##### Text excerpt
Electronic music is the most “infectious” genre, study finds
A new study suggests that electronic music is the most “infectious” music genre.
According to a new Guardian report, a study at McMaster University in Ontario, Canada found that new music download patterns closely resemble epidemic curves for infectious disease.
Headed by lead author Dora Rosati, the study found that electronica had the highest R0 (or basic reproduction number; a disease’s ability to spread). Compared to rap/hip-hop (310), rock (129) and pop (35), electronica’s R0 was 3,430.
Curiously, the study also found that dance music – as distinct from the more listening-focused electronica sub-genre of electronic music – had the lowest median R0 score of 2.8.
To gain the results, the study explored a database of 1.4bn individual song downloads, measuring the top 1,000 songs downloaded in the UK between 2007 and 2014 against the standard model of epidemic disease, known as the SIR model. It focused on how the rate of the “spread” of genres among a population of music fans, rather than the overall number of songs downloaded.
##########
Continue the article about the study that found electronic music to be the most "infectious" genre, starting right after its last sentence.
##### Listed records
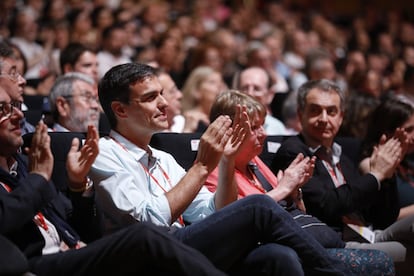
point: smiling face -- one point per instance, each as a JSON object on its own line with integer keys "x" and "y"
{"x": 146, "y": 112}
{"x": 321, "y": 117}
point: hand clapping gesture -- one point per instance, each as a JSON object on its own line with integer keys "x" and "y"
{"x": 80, "y": 161}
{"x": 39, "y": 153}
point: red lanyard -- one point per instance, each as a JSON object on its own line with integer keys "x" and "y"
{"x": 39, "y": 219}
{"x": 164, "y": 173}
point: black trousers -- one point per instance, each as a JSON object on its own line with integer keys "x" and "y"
{"x": 141, "y": 249}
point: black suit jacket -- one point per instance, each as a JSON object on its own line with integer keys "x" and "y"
{"x": 30, "y": 194}
{"x": 360, "y": 193}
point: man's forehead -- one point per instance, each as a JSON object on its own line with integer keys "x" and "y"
{"x": 316, "y": 96}
{"x": 4, "y": 97}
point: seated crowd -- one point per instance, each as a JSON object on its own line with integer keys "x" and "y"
{"x": 86, "y": 190}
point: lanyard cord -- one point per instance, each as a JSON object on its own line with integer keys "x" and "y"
{"x": 164, "y": 173}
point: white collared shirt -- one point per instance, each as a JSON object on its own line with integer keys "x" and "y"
{"x": 130, "y": 184}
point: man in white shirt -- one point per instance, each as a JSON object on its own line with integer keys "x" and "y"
{"x": 135, "y": 182}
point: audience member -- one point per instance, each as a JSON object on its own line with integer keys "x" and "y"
{"x": 173, "y": 96}
{"x": 199, "y": 91}
{"x": 74, "y": 103}
{"x": 336, "y": 189}
{"x": 78, "y": 58}
{"x": 113, "y": 40}
{"x": 394, "y": 112}
{"x": 254, "y": 177}
{"x": 255, "y": 82}
{"x": 35, "y": 216}
{"x": 137, "y": 182}
{"x": 13, "y": 82}
{"x": 24, "y": 33}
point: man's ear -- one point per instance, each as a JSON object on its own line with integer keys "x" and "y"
{"x": 62, "y": 106}
{"x": 119, "y": 109}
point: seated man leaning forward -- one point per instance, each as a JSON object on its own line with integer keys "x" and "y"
{"x": 135, "y": 182}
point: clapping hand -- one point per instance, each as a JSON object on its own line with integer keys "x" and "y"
{"x": 79, "y": 162}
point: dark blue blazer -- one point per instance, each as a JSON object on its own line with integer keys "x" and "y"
{"x": 360, "y": 193}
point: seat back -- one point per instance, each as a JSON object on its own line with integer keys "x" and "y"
{"x": 183, "y": 146}
{"x": 270, "y": 147}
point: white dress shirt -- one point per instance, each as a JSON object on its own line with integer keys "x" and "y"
{"x": 130, "y": 185}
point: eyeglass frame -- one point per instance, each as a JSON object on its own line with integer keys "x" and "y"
{"x": 12, "y": 106}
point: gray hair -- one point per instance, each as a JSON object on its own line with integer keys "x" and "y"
{"x": 63, "y": 87}
{"x": 322, "y": 85}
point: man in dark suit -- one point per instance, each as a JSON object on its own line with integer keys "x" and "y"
{"x": 337, "y": 193}
{"x": 36, "y": 217}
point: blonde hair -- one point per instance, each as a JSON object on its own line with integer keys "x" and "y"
{"x": 226, "y": 102}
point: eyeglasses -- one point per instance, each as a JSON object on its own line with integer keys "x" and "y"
{"x": 7, "y": 109}
{"x": 89, "y": 98}
{"x": 13, "y": 74}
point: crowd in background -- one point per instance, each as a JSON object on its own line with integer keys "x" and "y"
{"x": 370, "y": 54}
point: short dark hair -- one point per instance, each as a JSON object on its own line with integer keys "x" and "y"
{"x": 116, "y": 83}
{"x": 71, "y": 54}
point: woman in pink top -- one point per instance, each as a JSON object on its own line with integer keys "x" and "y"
{"x": 286, "y": 186}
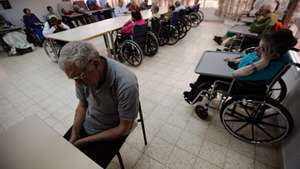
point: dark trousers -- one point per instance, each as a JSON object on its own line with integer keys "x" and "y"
{"x": 100, "y": 152}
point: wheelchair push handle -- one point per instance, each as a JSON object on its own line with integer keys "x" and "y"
{"x": 296, "y": 64}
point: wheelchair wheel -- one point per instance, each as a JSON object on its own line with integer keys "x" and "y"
{"x": 151, "y": 46}
{"x": 201, "y": 112}
{"x": 181, "y": 29}
{"x": 195, "y": 19}
{"x": 173, "y": 35}
{"x": 278, "y": 91}
{"x": 187, "y": 23}
{"x": 163, "y": 37}
{"x": 131, "y": 53}
{"x": 201, "y": 14}
{"x": 256, "y": 119}
{"x": 51, "y": 50}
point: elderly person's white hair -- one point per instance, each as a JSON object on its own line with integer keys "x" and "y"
{"x": 79, "y": 53}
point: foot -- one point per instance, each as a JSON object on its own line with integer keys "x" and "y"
{"x": 218, "y": 40}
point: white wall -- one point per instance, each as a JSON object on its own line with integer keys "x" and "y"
{"x": 38, "y": 7}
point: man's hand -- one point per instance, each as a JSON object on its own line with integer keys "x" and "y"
{"x": 80, "y": 142}
{"x": 74, "y": 138}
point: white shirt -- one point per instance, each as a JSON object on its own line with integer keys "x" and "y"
{"x": 259, "y": 3}
{"x": 67, "y": 6}
{"x": 47, "y": 30}
{"x": 119, "y": 11}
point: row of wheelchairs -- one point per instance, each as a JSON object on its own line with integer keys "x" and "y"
{"x": 145, "y": 39}
{"x": 258, "y": 117}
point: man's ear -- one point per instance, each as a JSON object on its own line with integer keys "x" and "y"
{"x": 96, "y": 62}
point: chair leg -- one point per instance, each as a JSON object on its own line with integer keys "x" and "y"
{"x": 120, "y": 160}
{"x": 142, "y": 122}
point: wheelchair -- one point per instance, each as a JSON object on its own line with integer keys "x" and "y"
{"x": 131, "y": 48}
{"x": 195, "y": 15}
{"x": 33, "y": 38}
{"x": 52, "y": 48}
{"x": 183, "y": 17}
{"x": 157, "y": 28}
{"x": 251, "y": 116}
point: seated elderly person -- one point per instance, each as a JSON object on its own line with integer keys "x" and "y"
{"x": 120, "y": 9}
{"x": 144, "y": 5}
{"x": 264, "y": 21}
{"x": 254, "y": 70}
{"x": 108, "y": 101}
{"x": 179, "y": 6}
{"x": 258, "y": 4}
{"x": 66, "y": 8}
{"x": 54, "y": 25}
{"x": 33, "y": 23}
{"x": 132, "y": 6}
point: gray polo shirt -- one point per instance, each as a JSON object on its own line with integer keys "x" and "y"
{"x": 116, "y": 98}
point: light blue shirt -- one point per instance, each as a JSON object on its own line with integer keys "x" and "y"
{"x": 267, "y": 73}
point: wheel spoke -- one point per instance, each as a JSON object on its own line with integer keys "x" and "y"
{"x": 235, "y": 120}
{"x": 270, "y": 115}
{"x": 241, "y": 127}
{"x": 272, "y": 125}
{"x": 233, "y": 115}
{"x": 264, "y": 131}
{"x": 239, "y": 114}
{"x": 252, "y": 131}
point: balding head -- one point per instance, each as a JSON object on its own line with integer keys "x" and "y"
{"x": 79, "y": 53}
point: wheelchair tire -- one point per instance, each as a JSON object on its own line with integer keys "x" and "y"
{"x": 152, "y": 45}
{"x": 132, "y": 53}
{"x": 51, "y": 51}
{"x": 195, "y": 19}
{"x": 173, "y": 35}
{"x": 255, "y": 119}
{"x": 163, "y": 37}
{"x": 201, "y": 112}
{"x": 187, "y": 22}
{"x": 201, "y": 15}
{"x": 181, "y": 29}
{"x": 279, "y": 86}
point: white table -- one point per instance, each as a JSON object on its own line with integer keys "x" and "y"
{"x": 94, "y": 30}
{"x": 32, "y": 144}
{"x": 247, "y": 19}
{"x": 242, "y": 30}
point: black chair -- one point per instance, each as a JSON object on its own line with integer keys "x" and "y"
{"x": 140, "y": 120}
{"x": 119, "y": 142}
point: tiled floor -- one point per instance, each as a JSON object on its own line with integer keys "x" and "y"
{"x": 178, "y": 139}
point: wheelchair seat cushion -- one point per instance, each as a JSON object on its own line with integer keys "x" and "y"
{"x": 267, "y": 73}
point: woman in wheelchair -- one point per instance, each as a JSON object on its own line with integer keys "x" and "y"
{"x": 128, "y": 27}
{"x": 254, "y": 70}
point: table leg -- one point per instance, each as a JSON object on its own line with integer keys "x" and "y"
{"x": 107, "y": 44}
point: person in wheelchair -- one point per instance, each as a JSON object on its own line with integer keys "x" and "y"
{"x": 254, "y": 70}
{"x": 128, "y": 27}
{"x": 194, "y": 8}
{"x": 169, "y": 14}
{"x": 32, "y": 23}
{"x": 264, "y": 20}
{"x": 54, "y": 25}
{"x": 179, "y": 6}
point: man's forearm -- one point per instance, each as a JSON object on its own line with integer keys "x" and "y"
{"x": 79, "y": 118}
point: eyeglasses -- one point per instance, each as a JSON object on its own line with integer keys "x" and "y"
{"x": 80, "y": 77}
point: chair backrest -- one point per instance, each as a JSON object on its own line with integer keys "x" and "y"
{"x": 174, "y": 18}
{"x": 81, "y": 4}
{"x": 139, "y": 34}
{"x": 155, "y": 25}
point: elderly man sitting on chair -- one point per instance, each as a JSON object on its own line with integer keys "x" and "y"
{"x": 108, "y": 101}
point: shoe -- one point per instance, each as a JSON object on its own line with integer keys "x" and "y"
{"x": 192, "y": 85}
{"x": 218, "y": 40}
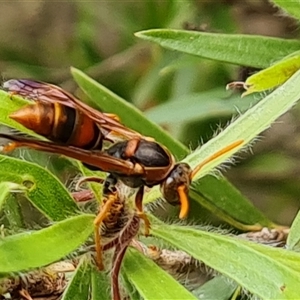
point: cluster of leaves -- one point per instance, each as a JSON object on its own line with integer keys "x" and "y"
{"x": 264, "y": 271}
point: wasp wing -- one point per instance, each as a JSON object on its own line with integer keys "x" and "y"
{"x": 45, "y": 92}
{"x": 98, "y": 159}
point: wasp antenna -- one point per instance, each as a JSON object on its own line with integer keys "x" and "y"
{"x": 9, "y": 147}
{"x": 184, "y": 201}
{"x": 216, "y": 155}
{"x": 88, "y": 179}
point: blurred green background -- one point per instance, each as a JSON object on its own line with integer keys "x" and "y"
{"x": 184, "y": 94}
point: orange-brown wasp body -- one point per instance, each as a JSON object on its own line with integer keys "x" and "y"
{"x": 137, "y": 161}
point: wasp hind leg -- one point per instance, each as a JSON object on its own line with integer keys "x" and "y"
{"x": 140, "y": 212}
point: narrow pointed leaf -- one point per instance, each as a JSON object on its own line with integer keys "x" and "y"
{"x": 96, "y": 91}
{"x": 199, "y": 107}
{"x": 36, "y": 249}
{"x": 79, "y": 286}
{"x": 256, "y": 270}
{"x": 293, "y": 241}
{"x": 6, "y": 188}
{"x": 246, "y": 50}
{"x": 273, "y": 76}
{"x": 249, "y": 125}
{"x": 227, "y": 209}
{"x": 43, "y": 189}
{"x": 218, "y": 288}
{"x": 100, "y": 288}
{"x": 292, "y": 7}
{"x": 150, "y": 280}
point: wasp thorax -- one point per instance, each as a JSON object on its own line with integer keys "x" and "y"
{"x": 179, "y": 177}
{"x": 36, "y": 117}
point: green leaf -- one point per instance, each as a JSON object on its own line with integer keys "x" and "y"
{"x": 36, "y": 249}
{"x": 236, "y": 213}
{"x": 7, "y": 188}
{"x": 96, "y": 91}
{"x": 292, "y": 7}
{"x": 293, "y": 240}
{"x": 79, "y": 286}
{"x": 198, "y": 107}
{"x": 240, "y": 260}
{"x": 150, "y": 280}
{"x": 248, "y": 126}
{"x": 131, "y": 117}
{"x": 245, "y": 50}
{"x": 43, "y": 189}
{"x": 100, "y": 289}
{"x": 218, "y": 288}
{"x": 271, "y": 77}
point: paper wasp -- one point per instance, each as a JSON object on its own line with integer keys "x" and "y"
{"x": 137, "y": 161}
{"x": 62, "y": 118}
{"x": 115, "y": 223}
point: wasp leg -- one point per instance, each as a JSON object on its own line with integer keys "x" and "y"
{"x": 184, "y": 201}
{"x": 97, "y": 223}
{"x": 113, "y": 116}
{"x": 140, "y": 211}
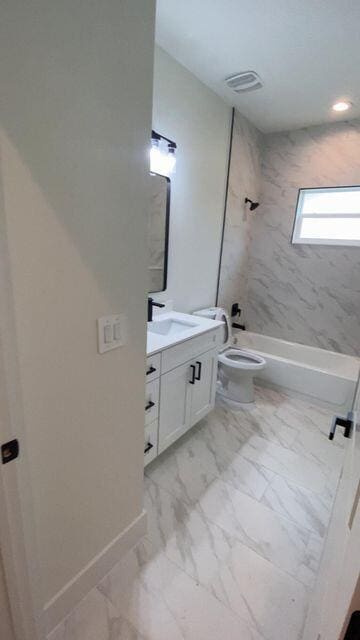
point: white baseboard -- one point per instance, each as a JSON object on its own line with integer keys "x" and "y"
{"x": 74, "y": 591}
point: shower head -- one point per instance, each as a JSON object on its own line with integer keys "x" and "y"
{"x": 253, "y": 205}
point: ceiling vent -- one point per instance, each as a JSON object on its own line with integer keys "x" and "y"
{"x": 244, "y": 81}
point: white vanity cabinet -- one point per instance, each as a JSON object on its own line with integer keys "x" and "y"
{"x": 187, "y": 395}
{"x": 183, "y": 393}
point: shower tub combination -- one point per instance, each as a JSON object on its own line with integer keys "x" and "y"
{"x": 325, "y": 375}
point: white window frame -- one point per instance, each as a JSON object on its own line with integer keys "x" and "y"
{"x": 299, "y": 216}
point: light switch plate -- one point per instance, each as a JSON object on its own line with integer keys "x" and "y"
{"x": 111, "y": 332}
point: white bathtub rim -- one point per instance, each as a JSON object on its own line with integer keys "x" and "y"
{"x": 315, "y": 400}
{"x": 299, "y": 363}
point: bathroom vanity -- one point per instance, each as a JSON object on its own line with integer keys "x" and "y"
{"x": 181, "y": 373}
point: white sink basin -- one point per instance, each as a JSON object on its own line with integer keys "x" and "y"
{"x": 169, "y": 326}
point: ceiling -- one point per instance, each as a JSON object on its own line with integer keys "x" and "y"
{"x": 307, "y": 52}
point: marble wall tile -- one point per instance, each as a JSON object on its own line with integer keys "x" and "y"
{"x": 304, "y": 293}
{"x": 244, "y": 181}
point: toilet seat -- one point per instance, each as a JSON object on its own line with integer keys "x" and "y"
{"x": 240, "y": 359}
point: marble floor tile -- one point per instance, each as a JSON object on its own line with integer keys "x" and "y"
{"x": 163, "y": 602}
{"x": 305, "y": 508}
{"x": 291, "y": 465}
{"x": 252, "y": 587}
{"x": 271, "y": 600}
{"x": 237, "y": 513}
{"x": 260, "y": 420}
{"x": 95, "y": 618}
{"x": 187, "y": 467}
{"x": 316, "y": 446}
{"x": 255, "y": 525}
{"x": 247, "y": 476}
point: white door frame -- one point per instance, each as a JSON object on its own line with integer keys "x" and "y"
{"x": 17, "y": 539}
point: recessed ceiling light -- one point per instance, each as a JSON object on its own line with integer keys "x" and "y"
{"x": 341, "y": 106}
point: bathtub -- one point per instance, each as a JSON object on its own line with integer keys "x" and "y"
{"x": 325, "y": 375}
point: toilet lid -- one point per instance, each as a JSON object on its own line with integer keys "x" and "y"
{"x": 239, "y": 359}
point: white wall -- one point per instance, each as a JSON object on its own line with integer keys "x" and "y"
{"x": 76, "y": 85}
{"x": 6, "y": 626}
{"x": 189, "y": 113}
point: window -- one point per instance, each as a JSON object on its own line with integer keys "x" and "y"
{"x": 328, "y": 216}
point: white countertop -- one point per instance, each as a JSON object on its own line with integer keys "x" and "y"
{"x": 157, "y": 342}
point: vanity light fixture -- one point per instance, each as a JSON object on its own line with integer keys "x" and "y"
{"x": 162, "y": 155}
{"x": 253, "y": 205}
{"x": 341, "y": 106}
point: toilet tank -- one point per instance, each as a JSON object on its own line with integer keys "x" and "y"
{"x": 217, "y": 313}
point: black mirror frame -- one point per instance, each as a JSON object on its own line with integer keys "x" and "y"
{"x": 167, "y": 229}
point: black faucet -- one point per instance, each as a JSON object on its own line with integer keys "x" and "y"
{"x": 152, "y": 304}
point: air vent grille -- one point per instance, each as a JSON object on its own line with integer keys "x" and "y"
{"x": 244, "y": 81}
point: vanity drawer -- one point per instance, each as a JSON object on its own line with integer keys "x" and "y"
{"x": 151, "y": 442}
{"x": 152, "y": 401}
{"x": 174, "y": 356}
{"x": 153, "y": 367}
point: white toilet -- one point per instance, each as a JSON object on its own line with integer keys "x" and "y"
{"x": 237, "y": 367}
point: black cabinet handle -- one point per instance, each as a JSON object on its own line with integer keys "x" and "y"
{"x": 148, "y": 447}
{"x": 198, "y": 377}
{"x": 346, "y": 423}
{"x": 150, "y": 370}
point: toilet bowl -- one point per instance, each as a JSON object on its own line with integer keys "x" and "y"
{"x": 237, "y": 367}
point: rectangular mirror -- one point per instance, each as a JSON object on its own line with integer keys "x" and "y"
{"x": 158, "y": 232}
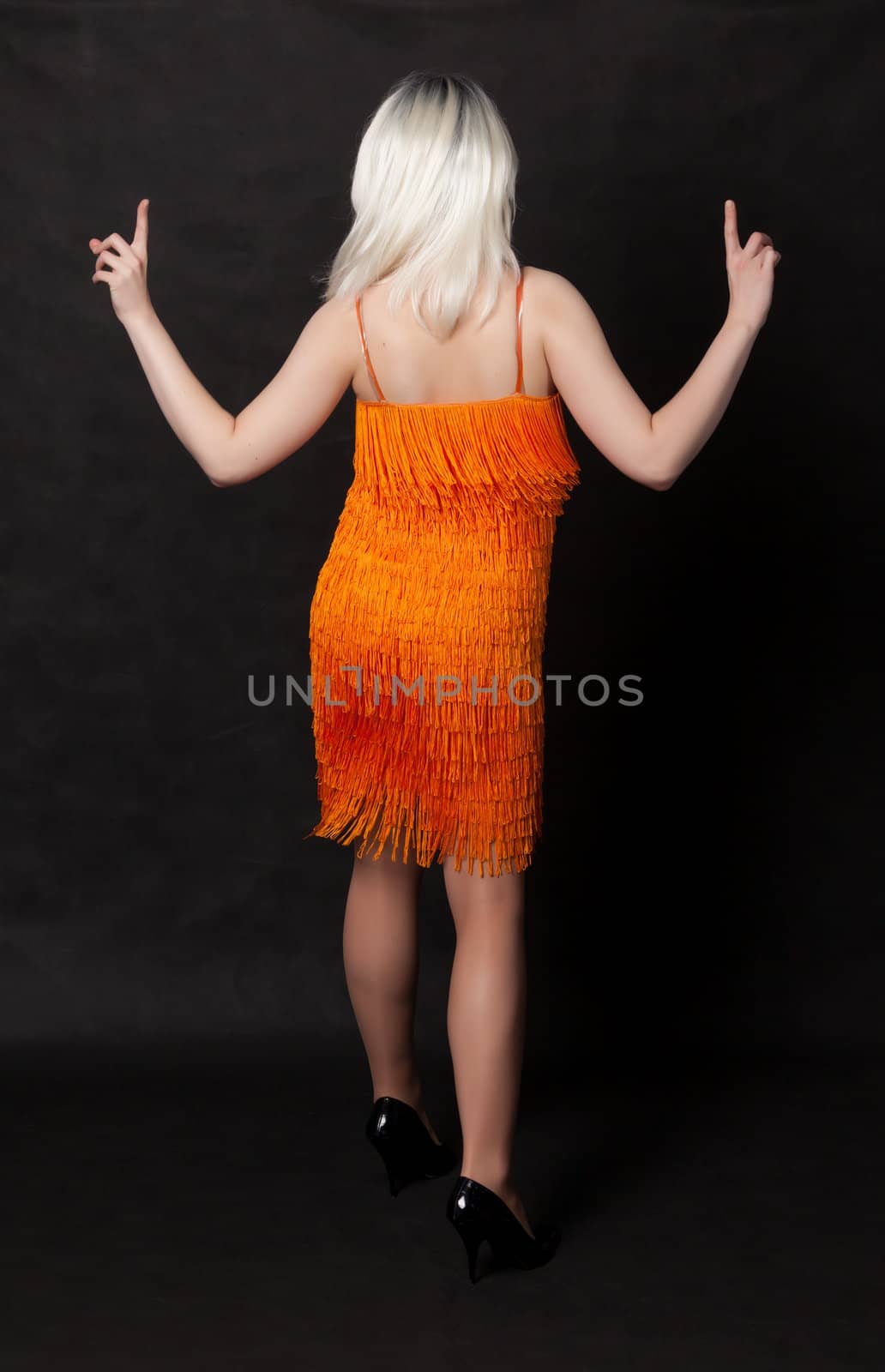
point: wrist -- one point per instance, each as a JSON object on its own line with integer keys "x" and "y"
{"x": 740, "y": 324}
{"x": 139, "y": 320}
##########
▶ [Written response]
“Diseases are limited in how they can spread by requiring physical interaction,” said Thomas Rawson from Imperial College London. “The reason why we might see some really sky-high R0s for songs is that you can just make a tweet and you have already infected a hundred people. You can spread a song disease far quicker than you could an infectious disease.
“There are probably a lot of people in a population that may already be immune to a genre like electronica, because of their existing tastes,” he added. “My nan, for example, is particularly resistant to the infection of trap and dubstep.”
A separate study from earlier this year found that trance fans are among the happiest music listeners.